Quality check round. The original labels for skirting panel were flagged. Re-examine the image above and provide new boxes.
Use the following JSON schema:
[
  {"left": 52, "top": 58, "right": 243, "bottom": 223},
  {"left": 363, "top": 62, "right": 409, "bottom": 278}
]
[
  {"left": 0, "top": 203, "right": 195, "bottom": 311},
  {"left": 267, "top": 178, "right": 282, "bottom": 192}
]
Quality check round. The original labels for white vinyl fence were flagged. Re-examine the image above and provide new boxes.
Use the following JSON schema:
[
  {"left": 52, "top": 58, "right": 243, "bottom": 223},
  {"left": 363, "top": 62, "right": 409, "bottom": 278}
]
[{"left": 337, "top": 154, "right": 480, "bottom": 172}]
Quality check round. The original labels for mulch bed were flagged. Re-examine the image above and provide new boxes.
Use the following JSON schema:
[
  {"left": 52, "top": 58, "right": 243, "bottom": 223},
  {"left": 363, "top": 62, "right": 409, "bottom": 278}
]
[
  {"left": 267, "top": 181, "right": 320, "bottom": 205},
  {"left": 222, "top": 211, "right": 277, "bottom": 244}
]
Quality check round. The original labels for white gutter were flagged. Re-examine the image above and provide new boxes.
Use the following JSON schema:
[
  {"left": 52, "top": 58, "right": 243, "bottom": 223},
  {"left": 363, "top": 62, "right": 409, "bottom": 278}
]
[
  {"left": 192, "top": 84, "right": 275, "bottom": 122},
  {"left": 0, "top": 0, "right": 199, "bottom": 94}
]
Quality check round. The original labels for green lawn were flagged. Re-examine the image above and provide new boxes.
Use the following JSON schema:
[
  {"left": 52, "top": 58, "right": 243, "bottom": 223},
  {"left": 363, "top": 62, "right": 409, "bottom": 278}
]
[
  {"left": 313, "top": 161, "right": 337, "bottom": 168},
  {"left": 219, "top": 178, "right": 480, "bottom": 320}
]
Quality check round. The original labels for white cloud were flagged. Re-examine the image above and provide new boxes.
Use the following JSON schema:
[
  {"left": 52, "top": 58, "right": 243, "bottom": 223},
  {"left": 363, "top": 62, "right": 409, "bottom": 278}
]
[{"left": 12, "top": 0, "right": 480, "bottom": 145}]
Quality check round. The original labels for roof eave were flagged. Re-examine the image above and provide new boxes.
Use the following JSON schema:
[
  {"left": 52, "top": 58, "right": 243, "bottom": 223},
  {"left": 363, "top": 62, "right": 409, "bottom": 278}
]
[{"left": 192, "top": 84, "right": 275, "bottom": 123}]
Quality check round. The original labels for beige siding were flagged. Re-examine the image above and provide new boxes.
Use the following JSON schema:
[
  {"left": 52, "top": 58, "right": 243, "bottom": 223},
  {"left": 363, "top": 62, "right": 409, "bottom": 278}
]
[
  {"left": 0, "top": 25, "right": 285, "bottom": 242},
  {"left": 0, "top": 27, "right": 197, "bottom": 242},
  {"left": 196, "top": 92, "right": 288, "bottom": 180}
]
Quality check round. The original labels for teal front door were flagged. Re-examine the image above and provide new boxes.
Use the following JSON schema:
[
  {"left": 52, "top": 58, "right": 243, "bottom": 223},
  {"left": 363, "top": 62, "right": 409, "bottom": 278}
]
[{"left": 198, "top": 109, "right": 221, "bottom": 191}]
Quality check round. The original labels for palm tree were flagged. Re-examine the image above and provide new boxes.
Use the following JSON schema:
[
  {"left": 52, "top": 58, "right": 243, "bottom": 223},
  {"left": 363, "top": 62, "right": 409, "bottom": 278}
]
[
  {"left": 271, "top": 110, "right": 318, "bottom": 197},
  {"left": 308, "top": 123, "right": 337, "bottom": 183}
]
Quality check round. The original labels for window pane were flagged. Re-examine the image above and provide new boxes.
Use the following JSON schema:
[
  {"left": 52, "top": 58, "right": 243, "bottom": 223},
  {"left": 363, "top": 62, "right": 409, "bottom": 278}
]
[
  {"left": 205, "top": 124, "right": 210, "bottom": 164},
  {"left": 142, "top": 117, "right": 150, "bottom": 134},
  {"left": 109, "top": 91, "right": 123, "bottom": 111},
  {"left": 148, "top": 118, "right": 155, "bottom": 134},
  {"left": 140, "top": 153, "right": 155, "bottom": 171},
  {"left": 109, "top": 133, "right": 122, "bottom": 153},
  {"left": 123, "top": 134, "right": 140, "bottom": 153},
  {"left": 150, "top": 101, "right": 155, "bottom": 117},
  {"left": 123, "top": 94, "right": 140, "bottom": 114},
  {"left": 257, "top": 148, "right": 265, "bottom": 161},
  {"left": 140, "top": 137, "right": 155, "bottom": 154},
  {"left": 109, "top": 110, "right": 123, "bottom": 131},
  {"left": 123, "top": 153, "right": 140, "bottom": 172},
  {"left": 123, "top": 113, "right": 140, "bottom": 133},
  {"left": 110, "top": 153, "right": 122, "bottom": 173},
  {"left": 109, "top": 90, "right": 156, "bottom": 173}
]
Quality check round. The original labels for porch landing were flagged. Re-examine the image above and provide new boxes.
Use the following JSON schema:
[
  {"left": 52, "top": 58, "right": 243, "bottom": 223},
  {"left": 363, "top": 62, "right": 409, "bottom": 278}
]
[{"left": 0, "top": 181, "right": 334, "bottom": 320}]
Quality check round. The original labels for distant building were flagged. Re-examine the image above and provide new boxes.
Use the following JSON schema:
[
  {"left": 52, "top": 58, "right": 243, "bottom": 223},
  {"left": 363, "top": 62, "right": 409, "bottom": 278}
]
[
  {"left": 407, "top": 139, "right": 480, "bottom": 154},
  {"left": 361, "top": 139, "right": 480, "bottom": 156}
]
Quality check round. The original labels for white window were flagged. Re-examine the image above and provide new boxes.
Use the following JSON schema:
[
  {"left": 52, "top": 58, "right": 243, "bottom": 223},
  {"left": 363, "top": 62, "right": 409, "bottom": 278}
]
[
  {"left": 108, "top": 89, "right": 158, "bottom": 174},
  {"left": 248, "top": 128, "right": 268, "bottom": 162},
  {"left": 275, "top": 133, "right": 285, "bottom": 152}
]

# EXERCISE
Which lines in the records above contain the word "white"? Extract each of them in full.

# THE OUTPUT
Quality check round. The original labels for white vinyl fence were flagged. Re-examine the image above and provide new boxes.
Quality check round. The original labels for white gutter were flagged. Re-examine the image above and provide new boxes.
Quality check round. The original labels for white cloud were flagged. Re-examine the image above and provide new boxes.
Quality check round. The original labels for white window were flagged. Re-examine the image above and provide new boxes.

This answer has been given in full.